▶ [TEXTE FOURNI]

----------------

Le chef de l’État et le patron de Facebook se sont rencontrés le 10 mai afin d’échanger sur différentes propositions pour combattre le contenu haineux sur Internet. La France souhaiterait s’inspirer de ces échanges afin mettre en place de nouvelles législations au niveau français mais aussi européen.
Mark Zuckeberg estime « qu’il arrive un moment où c’est aux gouvernements de prendre des décisions sur ce qu’il est acceptable de dire ou non sur Internet. »

Décryptage par Valérie Laure Bénabou, professeur à l’Université d’Aix-Marseille.

«  Les opérateurs risquent d’être coincés entre le marteau et l’enclume dans la modération des contenus haineux »

Quelle est la place assignée aux réseaux sociaux dans la proposition de loi de lutte contre les contenus haineux sur internet ?

----------------

▶ [MATÉRIEL FOURNI]
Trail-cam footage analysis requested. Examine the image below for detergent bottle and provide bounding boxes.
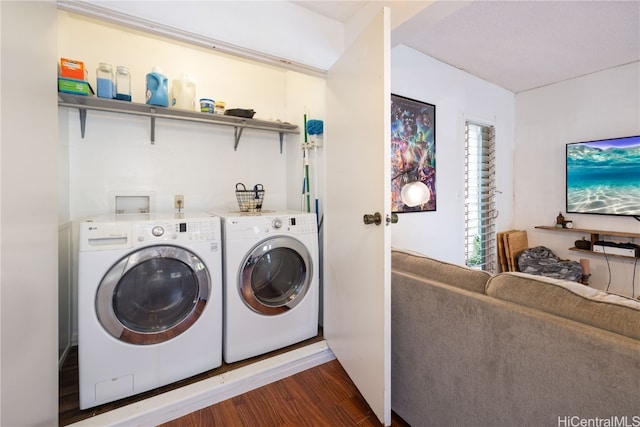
[171,74,196,111]
[146,66,169,107]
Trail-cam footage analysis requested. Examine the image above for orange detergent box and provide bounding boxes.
[58,58,88,80]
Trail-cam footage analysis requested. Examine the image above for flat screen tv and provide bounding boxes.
[566,136,640,219]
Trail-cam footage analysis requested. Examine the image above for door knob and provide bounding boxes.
[362,212,382,225]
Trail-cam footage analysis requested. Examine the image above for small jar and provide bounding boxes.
[96,62,115,99]
[116,65,131,101]
[200,98,216,114]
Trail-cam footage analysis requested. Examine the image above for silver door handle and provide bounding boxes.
[362,212,382,225]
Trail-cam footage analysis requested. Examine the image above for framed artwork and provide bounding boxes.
[391,94,436,213]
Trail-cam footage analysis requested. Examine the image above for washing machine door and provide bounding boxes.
[238,236,313,315]
[95,245,211,345]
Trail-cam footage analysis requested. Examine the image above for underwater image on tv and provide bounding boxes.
[566,136,640,216]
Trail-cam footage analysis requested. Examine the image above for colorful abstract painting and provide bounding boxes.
[391,94,436,213]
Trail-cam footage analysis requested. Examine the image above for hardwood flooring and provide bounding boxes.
[160,360,408,427]
[58,332,408,427]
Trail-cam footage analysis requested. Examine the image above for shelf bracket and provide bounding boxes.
[233,126,244,151]
[78,108,87,139]
[151,108,156,144]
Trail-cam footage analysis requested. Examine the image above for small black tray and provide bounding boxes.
[224,108,256,119]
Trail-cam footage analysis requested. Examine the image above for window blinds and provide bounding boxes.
[464,122,498,273]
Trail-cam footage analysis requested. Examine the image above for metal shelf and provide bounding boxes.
[58,92,300,153]
[535,225,640,259]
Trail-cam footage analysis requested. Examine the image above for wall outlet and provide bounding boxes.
[173,194,184,209]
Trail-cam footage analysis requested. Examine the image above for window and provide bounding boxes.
[464,122,498,273]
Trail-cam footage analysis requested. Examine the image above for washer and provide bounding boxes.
[217,211,319,363]
[78,213,223,409]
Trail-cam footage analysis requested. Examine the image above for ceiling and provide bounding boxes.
[294,0,640,93]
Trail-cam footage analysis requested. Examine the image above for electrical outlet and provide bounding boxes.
[173,194,184,209]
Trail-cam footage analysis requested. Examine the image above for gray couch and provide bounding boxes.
[391,249,640,427]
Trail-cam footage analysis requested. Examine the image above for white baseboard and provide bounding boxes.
[71,341,335,427]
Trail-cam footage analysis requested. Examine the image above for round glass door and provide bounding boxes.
[238,237,313,315]
[96,246,211,345]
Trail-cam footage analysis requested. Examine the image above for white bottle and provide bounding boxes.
[171,74,196,111]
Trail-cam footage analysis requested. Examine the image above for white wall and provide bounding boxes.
[514,63,640,297]
[391,45,515,264]
[0,1,58,426]
[80,0,344,70]
[58,11,324,342]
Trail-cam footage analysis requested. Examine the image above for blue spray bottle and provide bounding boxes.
[146,66,169,107]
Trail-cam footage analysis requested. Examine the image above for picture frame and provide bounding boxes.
[391,94,436,213]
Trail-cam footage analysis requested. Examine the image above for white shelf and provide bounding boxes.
[58,92,300,153]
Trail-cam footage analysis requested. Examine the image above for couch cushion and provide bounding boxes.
[486,273,640,339]
[391,249,491,294]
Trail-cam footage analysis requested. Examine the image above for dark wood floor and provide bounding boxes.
[58,332,407,427]
[160,360,408,427]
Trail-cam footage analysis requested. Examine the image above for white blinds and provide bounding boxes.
[465,122,498,273]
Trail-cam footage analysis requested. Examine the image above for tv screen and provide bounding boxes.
[566,136,640,217]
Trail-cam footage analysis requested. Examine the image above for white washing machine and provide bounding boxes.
[217,211,319,363]
[78,213,223,409]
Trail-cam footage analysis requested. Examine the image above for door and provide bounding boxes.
[238,236,316,316]
[324,8,391,425]
[96,245,211,345]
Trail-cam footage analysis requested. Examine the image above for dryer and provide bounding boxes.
[218,211,319,363]
[78,213,222,409]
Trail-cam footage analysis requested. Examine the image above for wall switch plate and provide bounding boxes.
[173,194,184,209]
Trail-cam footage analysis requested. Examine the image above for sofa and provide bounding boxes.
[391,249,640,427]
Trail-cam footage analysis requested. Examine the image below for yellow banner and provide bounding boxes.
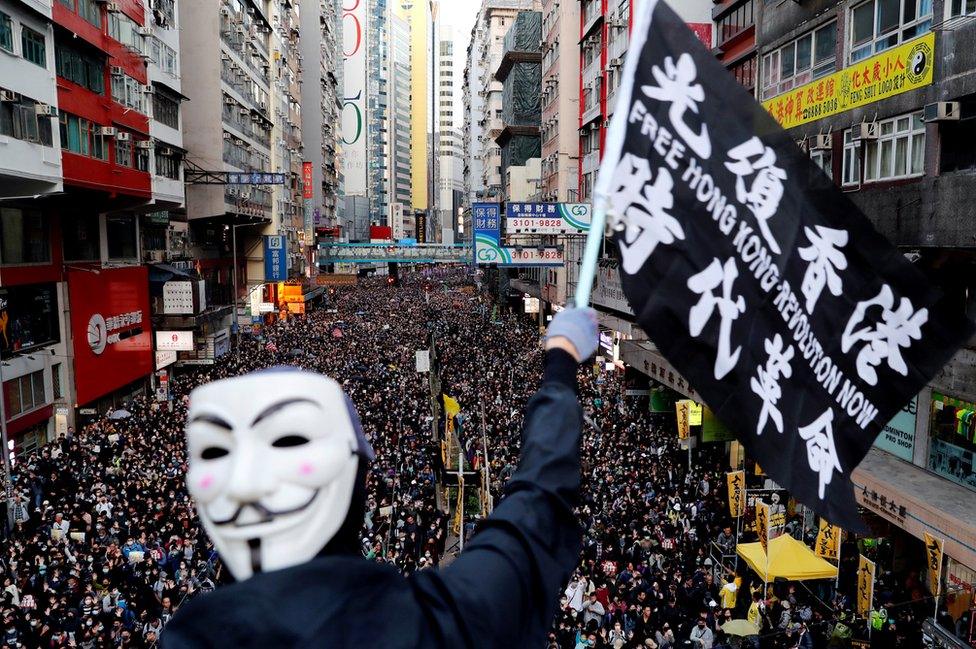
[674,399,691,439]
[857,554,874,618]
[813,518,840,561]
[925,532,945,597]
[756,502,769,563]
[726,471,746,518]
[763,32,935,128]
[451,476,464,536]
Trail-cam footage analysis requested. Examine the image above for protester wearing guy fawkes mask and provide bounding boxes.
[162,309,597,649]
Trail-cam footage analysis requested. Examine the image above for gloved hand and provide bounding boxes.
[546,307,599,363]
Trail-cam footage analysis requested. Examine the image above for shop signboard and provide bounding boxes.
[0,284,60,358]
[156,331,193,352]
[68,266,154,404]
[264,234,288,282]
[763,32,935,128]
[874,396,918,462]
[156,351,176,370]
[505,203,592,235]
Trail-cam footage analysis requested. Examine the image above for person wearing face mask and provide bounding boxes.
[160,309,597,649]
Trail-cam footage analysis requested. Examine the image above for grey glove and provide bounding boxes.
[546,307,599,361]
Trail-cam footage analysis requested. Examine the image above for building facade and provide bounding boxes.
[757,0,976,601]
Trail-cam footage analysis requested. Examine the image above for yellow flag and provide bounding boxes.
[451,477,464,536]
[725,471,746,518]
[857,554,874,618]
[813,518,840,561]
[674,399,692,439]
[756,502,769,563]
[444,394,461,419]
[925,532,945,597]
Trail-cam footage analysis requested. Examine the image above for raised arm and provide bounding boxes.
[412,309,597,647]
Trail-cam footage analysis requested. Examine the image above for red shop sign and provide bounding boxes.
[68,266,153,405]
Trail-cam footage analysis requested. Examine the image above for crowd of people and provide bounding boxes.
[0,271,936,649]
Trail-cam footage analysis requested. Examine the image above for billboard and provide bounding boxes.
[505,203,592,234]
[342,0,367,196]
[156,331,193,352]
[0,284,61,358]
[471,203,564,267]
[264,234,288,282]
[68,266,155,405]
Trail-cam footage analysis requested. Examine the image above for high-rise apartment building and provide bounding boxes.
[180,0,278,304]
[389,11,413,213]
[434,30,464,239]
[462,0,542,233]
[299,0,342,233]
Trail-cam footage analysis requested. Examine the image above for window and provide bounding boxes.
[0,207,51,266]
[810,149,834,179]
[718,0,756,45]
[112,74,146,113]
[0,11,14,52]
[20,26,47,68]
[0,97,54,146]
[78,0,102,29]
[51,363,64,399]
[115,139,132,167]
[105,215,137,259]
[54,44,105,94]
[58,113,108,160]
[949,0,976,18]
[61,214,100,261]
[843,129,861,185]
[155,148,180,180]
[3,370,46,418]
[849,0,932,63]
[762,21,837,99]
[729,56,759,91]
[0,283,61,358]
[864,113,925,183]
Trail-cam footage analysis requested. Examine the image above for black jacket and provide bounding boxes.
[161,351,582,649]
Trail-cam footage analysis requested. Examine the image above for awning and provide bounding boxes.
[736,534,837,581]
[149,264,196,284]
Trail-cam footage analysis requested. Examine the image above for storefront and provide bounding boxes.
[928,392,976,498]
[68,266,154,411]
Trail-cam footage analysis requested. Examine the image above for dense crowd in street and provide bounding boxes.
[0,274,936,649]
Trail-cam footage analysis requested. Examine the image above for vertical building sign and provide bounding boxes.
[302,162,315,241]
[342,0,366,196]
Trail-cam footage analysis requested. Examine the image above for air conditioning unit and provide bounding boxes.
[808,133,833,151]
[854,122,880,140]
[34,103,58,117]
[925,101,962,122]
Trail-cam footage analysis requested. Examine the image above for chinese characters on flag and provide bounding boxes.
[925,532,945,597]
[857,554,874,618]
[756,502,769,565]
[595,0,973,530]
[813,518,841,561]
[726,471,746,518]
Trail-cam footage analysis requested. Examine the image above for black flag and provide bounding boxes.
[595,0,972,529]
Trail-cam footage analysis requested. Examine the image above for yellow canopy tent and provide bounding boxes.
[736,534,837,581]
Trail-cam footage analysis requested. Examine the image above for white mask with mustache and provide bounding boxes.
[186,369,373,580]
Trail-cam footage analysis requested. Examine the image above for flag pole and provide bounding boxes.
[575,197,607,309]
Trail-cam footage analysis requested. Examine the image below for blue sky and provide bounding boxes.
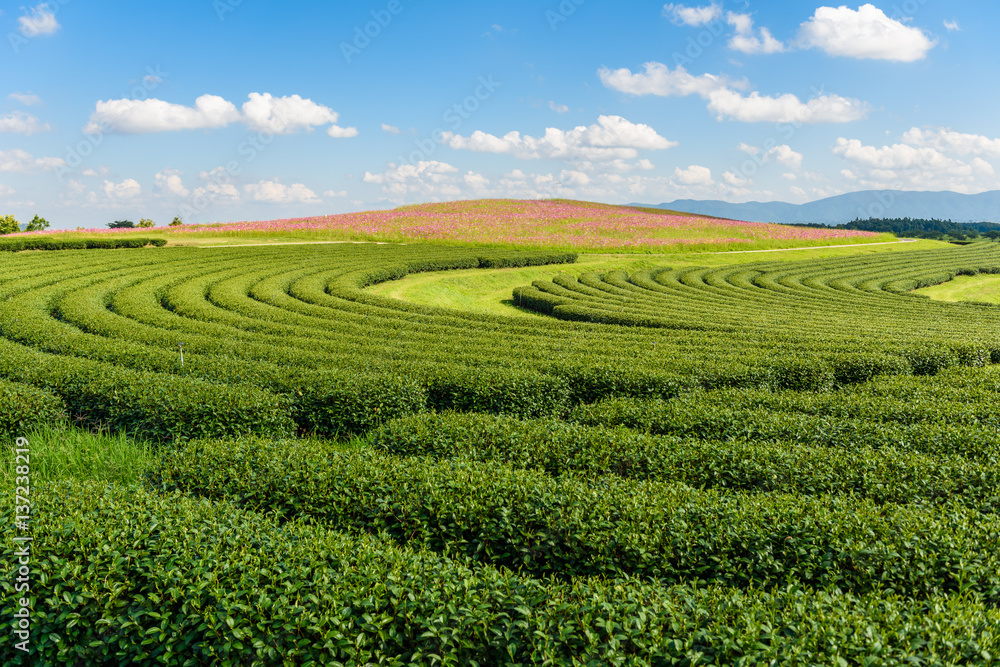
[0,0,1000,228]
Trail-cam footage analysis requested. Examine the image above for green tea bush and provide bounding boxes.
[0,380,66,439]
[149,440,1000,604]
[7,483,1000,667]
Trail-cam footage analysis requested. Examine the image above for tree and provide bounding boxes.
[24,218,49,232]
[0,215,21,234]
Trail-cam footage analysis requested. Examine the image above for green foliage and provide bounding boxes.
[7,483,1000,666]
[0,380,66,440]
[372,413,1000,513]
[150,440,1000,604]
[0,215,21,234]
[0,236,167,252]
[24,214,49,232]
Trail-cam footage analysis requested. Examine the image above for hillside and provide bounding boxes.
[3,199,891,252]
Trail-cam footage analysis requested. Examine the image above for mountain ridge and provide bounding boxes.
[634,190,1000,225]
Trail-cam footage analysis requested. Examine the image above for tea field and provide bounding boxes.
[0,237,1000,666]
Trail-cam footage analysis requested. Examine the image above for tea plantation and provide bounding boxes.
[0,241,1000,666]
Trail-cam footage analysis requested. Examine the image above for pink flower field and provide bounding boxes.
[15,199,884,252]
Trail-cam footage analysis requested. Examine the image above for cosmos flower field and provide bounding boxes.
[13,199,888,252]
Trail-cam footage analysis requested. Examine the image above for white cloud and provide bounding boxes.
[462,171,490,190]
[674,164,715,186]
[362,160,464,197]
[243,93,357,137]
[726,12,785,54]
[243,180,319,204]
[797,4,936,62]
[102,178,142,201]
[84,93,358,137]
[722,171,751,188]
[598,62,868,123]
[153,169,190,197]
[708,89,868,124]
[663,2,722,27]
[903,127,1000,158]
[442,116,677,166]
[597,62,727,97]
[0,148,66,174]
[832,137,996,193]
[0,111,51,135]
[83,95,240,134]
[7,93,42,107]
[833,137,967,170]
[767,144,803,169]
[17,3,59,37]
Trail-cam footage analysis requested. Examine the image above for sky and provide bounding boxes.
[0,0,1000,229]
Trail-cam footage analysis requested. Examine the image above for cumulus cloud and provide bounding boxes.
[442,116,677,161]
[597,62,727,97]
[243,93,348,134]
[17,3,59,37]
[903,127,1000,158]
[102,178,142,201]
[796,4,937,62]
[598,62,868,124]
[153,169,190,197]
[243,180,319,204]
[767,144,803,169]
[726,12,785,54]
[7,93,42,107]
[832,133,996,193]
[83,95,240,134]
[0,111,51,135]
[84,93,358,138]
[663,2,722,27]
[833,137,964,170]
[708,89,868,124]
[0,148,66,174]
[674,164,715,186]
[362,160,475,197]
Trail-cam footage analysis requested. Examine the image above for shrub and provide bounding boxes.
[0,215,21,234]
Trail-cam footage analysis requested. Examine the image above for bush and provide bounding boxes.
[0,215,21,234]
[0,380,66,439]
[24,214,49,232]
[0,483,1000,667]
[149,439,1000,605]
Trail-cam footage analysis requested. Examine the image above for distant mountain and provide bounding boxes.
[639,190,1000,225]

----------------

▶ [TRAVAIL DEMANDÉ]
[a] D'après l'article sur la lutte contre les contenus haineux, répondez aux questions suivantes :
(i) À quelle date le chef de l'État et le patron de Facebook se sont-ils rencontrés ?
(ii) Qui signe le décryptage, et dans quelle université enseigne cette personne ?
(iii) Entre quoi les opérateurs risquent-ils d'être coincés dans la modération des contenus haineux ?
[b] Dans le listing, recopiez à l'identique les lignes situées entre celle qui contient « hillside and provide bounding boxes. » et celle qui contient « [634,190,1000,225] », ces deux lignes comprises.

▶ [RÉPONSES FOURNIES]
[a]
(i) Le 10 mai.
(ii) Valérie Laure Bénabou, professeur à l'Université d'Aix-Marseille.
(iii) Entre le marteau et l'enclume.

[b]
Trail-cam footage analysis requested. Examine the image above for hillside and provide bounding boxes.
[3,199,891,252]
Trail-cam footage analysis requested. Examine the image above for mountain ridge and provide bounding boxes.
[634,190,1000,225]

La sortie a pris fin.